*Set problem*: Copy each of the rows below word for word, and leave the pictures out of your copy.

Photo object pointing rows
>> Begin

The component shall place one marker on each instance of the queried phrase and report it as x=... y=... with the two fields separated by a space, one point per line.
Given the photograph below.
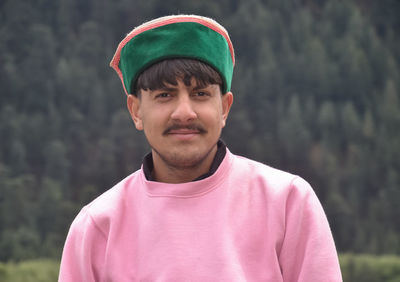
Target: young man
x=194 y=211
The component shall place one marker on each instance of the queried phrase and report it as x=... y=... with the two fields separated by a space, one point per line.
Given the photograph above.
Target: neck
x=167 y=173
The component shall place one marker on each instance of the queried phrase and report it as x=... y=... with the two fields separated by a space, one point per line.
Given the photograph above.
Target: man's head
x=171 y=70
x=174 y=37
x=177 y=72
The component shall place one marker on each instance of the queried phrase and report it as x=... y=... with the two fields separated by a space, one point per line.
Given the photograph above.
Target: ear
x=133 y=104
x=227 y=100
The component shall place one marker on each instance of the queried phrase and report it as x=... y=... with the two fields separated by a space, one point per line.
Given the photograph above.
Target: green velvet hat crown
x=182 y=36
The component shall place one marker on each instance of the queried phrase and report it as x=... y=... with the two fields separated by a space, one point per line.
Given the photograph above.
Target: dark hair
x=169 y=70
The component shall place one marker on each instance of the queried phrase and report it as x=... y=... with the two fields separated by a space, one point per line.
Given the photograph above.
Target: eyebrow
x=175 y=88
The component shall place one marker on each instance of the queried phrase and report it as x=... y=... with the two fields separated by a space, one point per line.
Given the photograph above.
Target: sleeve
x=308 y=251
x=84 y=249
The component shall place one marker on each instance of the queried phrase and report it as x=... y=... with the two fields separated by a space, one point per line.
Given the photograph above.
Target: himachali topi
x=171 y=37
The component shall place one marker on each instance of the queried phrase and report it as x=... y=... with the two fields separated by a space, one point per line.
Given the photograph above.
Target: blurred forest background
x=317 y=93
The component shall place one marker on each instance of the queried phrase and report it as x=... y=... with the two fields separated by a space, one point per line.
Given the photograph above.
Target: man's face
x=182 y=123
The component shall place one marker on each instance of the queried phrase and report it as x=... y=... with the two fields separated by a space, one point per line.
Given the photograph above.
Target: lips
x=184 y=130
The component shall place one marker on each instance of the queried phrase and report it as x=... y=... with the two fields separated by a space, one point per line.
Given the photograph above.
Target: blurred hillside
x=316 y=90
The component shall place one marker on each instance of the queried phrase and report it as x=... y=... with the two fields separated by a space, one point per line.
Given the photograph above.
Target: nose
x=183 y=111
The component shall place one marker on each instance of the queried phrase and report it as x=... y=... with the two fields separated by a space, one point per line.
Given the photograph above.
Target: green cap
x=182 y=36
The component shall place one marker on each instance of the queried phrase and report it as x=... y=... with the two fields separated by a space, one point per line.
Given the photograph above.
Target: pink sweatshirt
x=246 y=222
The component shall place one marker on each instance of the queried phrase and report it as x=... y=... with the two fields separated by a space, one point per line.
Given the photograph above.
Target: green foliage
x=38 y=270
x=368 y=268
x=317 y=92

>> End

*Result below*:
The component shall place one marker on each instance of the queried phrase and report it as x=... y=... with the two fields separated by a space, one point per line.
Given the photograph below.
Target: young man
x=194 y=211
The component shall place one marker on each instance of the queried phrase and report it as x=... y=... with the two fields separated by a space, one point per line.
Given the photograph above.
Target: neck
x=167 y=173
The component shall place one marker on each instance of the queried phrase and report it as x=... y=... with the two fields separated by a space, one point per line.
Given the photograph above.
Target: man's head
x=171 y=70
x=174 y=37
x=177 y=72
The component shall place one marker on each instance of the queried phrase and report it as x=... y=... with the two fields separated by a space, one point per line.
Given the photograph above.
Target: ear
x=133 y=104
x=227 y=100
The component shall place one marker on each instance of the queried phrase and report it as x=... y=... with the two fields separated by a space, one point per line.
Given the photograph above.
Target: green velvet hat crown
x=182 y=36
The component shall place one marker on each instance of the queried phrase and report it as x=... y=... with the two fields separated by a space, one point per line.
Given the photograph above.
Target: dark hair
x=169 y=70
The component shall place one marker on each instance of the queried phrase and report it as x=... y=... with the two fields separated by a space, one point per line.
Given the photograph above.
Target: eyebrow
x=175 y=88
The component shall place one marker on each instance of the queried phrase and report it as x=... y=... with the two fields separated by a space, one point per line.
Given the photograph above.
Target: sleeve
x=308 y=251
x=84 y=249
The component shall place one marker on each instance of the queried phrase and report it as x=... y=... with the two fields separated by a space, one point per line.
Given the photograph above.
Target: himachali topi
x=171 y=37
The component shall place one marker on each instance of the queried phrase and report it as x=... y=... with the two fields separated by a space, one point per line.
Given the photograph above.
Target: blurred forest background
x=317 y=93
The component shall place one marker on each instance of the queried phrase and report it as x=... y=... with the two fields separated by a space, one point per line.
Given the photograph above.
Target: man's face
x=182 y=123
The component shall place one marker on each instance of the queried phrase and report it as x=... y=... with the two fields separated by a space, one point per line.
Given the photograph above.
Target: lips
x=184 y=130
The component shall place one marker on each instance of the queried phrase and report it as x=... y=... with the two fields separated by a space, one point per line.
Given the photograph above.
Target: blurred hillside
x=316 y=90
The component shall place one marker on each instance of the queried phrase and report it as x=... y=... with the two fields separated by a space, one point per line.
Given the photograph above.
Target: nose
x=183 y=111
The component shall place one marker on each instance of the queried phrase and report it as x=... y=... with the two fields separated by a space, one point per line.
Given the photograph above.
Target: green cap
x=182 y=36
The component shall place one marker on each instance of the queried phrase and report it as x=... y=... with the two fields separated by a space, one point per line.
Given the photograph above.
Target: pink sweatshirt
x=246 y=222
The component shall place one marker on each instance of the queried phrase and report it as x=... y=... with the two fields separated by a space, one point per line.
Given the photograph above.
Target: green foliage
x=38 y=270
x=368 y=268
x=317 y=92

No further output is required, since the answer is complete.